## Task brief
How many lines of the records below contain the word "sword"? Answer with the number alone.

Excerpts from a dataset
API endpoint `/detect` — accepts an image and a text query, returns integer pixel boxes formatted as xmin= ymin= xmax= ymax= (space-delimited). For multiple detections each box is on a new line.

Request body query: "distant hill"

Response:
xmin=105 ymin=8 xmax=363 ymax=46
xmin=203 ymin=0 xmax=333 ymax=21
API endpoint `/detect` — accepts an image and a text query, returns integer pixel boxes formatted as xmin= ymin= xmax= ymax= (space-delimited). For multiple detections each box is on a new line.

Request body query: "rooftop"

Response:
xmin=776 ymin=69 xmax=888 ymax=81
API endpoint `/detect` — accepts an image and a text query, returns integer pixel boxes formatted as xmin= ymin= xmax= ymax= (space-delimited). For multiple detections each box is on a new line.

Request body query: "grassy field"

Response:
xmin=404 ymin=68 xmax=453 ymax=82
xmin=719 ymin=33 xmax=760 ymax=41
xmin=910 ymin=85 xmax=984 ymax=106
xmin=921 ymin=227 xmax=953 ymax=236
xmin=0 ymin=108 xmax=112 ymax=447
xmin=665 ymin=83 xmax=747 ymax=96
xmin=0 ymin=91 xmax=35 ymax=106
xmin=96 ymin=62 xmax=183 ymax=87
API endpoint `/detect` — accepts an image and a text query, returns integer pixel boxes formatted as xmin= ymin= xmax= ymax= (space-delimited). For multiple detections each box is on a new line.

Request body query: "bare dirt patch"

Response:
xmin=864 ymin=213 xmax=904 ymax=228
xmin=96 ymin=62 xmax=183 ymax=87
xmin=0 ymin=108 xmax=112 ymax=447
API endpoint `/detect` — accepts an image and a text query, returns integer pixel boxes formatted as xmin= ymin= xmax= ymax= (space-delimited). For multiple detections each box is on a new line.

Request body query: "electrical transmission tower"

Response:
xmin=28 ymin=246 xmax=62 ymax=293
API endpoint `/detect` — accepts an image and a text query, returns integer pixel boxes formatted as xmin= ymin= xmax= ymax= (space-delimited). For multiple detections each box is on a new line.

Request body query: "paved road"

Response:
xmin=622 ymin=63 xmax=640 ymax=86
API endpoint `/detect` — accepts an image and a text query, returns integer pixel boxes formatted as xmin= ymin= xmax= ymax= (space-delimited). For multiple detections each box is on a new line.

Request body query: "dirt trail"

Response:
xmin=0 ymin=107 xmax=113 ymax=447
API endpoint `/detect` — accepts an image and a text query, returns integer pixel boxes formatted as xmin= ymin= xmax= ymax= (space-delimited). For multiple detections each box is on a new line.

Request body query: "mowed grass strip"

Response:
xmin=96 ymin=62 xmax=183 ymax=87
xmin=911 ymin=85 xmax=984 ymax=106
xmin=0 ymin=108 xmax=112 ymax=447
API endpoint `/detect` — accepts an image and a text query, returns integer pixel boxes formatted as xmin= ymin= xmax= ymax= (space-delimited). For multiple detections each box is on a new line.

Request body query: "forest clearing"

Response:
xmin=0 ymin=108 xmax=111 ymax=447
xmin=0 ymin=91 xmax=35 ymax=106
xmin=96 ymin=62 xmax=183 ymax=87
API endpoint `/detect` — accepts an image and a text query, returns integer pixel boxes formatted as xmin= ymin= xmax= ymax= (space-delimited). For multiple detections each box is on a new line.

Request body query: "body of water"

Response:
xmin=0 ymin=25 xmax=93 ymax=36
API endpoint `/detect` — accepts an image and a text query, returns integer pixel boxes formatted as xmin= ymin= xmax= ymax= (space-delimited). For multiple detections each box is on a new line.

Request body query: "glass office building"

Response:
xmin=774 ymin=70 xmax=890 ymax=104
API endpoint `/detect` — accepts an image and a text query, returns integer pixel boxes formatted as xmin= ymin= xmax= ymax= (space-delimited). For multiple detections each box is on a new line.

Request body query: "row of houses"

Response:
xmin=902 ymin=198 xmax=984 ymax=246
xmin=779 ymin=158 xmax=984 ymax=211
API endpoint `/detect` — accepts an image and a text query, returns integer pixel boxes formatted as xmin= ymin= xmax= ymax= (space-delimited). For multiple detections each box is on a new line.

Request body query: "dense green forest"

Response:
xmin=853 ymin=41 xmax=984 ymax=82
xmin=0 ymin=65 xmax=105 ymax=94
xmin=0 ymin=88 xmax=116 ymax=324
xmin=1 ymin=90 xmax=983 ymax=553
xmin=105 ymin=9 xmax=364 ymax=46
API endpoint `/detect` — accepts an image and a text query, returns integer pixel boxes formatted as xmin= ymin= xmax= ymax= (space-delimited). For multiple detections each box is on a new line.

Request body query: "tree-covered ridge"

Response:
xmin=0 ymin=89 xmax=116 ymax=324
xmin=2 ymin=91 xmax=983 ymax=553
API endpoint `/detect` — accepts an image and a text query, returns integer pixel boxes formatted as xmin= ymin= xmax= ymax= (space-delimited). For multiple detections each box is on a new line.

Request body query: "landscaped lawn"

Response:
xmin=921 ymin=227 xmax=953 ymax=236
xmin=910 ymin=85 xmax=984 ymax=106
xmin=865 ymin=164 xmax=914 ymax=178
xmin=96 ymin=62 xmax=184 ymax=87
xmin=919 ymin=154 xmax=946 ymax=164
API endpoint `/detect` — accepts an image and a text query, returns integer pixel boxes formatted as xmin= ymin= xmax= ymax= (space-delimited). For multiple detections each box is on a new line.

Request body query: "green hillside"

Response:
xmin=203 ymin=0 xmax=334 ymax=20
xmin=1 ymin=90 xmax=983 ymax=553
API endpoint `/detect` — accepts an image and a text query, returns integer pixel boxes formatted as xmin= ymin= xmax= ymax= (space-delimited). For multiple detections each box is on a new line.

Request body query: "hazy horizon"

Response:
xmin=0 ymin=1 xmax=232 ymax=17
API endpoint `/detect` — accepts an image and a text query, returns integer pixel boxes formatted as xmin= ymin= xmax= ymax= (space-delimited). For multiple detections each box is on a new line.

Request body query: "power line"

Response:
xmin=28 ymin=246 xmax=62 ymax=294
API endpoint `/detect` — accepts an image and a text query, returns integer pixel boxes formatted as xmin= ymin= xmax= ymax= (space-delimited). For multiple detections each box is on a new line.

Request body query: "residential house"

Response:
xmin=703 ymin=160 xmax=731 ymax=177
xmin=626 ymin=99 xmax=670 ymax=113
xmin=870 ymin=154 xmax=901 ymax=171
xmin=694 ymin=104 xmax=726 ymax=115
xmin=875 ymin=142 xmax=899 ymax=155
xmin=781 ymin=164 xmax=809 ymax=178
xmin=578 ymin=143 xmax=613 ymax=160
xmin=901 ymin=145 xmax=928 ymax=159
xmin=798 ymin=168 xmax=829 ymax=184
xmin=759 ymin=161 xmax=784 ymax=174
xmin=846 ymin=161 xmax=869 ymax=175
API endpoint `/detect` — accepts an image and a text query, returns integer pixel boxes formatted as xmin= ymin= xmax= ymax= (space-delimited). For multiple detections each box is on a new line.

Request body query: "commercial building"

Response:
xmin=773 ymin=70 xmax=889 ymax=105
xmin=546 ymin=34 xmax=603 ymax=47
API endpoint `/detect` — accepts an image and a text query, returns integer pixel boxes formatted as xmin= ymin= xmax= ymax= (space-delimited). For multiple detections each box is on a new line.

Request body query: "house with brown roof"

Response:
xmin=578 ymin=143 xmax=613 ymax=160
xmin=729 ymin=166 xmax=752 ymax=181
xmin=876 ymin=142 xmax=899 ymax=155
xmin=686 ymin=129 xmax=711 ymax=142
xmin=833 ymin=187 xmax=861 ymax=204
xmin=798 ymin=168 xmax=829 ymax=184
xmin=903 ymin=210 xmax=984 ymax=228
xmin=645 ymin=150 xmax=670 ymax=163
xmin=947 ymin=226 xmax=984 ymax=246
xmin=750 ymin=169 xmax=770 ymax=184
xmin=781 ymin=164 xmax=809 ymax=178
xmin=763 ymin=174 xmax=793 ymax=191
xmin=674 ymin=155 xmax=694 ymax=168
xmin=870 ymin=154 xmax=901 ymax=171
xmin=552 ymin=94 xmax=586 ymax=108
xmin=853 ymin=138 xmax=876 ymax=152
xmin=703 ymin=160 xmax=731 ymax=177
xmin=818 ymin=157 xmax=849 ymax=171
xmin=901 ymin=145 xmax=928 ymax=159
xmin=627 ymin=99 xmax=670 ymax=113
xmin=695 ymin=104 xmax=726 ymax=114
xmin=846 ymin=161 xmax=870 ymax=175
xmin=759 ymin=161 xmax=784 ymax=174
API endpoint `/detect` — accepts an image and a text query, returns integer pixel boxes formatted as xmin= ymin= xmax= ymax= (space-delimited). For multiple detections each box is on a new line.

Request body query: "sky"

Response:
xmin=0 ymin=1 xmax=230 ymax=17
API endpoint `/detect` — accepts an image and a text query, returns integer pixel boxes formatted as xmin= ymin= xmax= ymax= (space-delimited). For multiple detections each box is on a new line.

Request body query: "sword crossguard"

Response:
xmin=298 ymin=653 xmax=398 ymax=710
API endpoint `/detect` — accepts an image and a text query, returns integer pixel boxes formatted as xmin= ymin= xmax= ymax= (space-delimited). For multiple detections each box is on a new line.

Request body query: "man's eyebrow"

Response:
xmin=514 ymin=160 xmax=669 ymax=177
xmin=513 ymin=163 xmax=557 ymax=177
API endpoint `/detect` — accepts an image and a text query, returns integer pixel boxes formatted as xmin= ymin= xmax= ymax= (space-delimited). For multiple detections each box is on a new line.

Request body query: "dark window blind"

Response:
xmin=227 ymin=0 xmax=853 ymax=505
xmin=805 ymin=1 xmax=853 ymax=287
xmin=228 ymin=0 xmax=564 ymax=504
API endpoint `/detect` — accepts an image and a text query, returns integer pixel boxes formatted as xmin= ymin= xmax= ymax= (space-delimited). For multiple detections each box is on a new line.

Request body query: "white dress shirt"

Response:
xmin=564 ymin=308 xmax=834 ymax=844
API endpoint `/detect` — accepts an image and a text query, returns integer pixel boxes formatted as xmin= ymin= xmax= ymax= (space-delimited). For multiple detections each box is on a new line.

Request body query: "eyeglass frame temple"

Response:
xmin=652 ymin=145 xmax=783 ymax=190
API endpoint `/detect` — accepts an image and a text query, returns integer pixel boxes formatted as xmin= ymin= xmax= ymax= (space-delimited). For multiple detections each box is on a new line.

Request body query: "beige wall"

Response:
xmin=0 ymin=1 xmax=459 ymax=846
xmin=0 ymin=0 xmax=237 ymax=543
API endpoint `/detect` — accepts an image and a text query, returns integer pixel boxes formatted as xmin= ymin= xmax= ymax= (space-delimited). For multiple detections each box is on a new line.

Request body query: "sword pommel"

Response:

## Answer for the task
2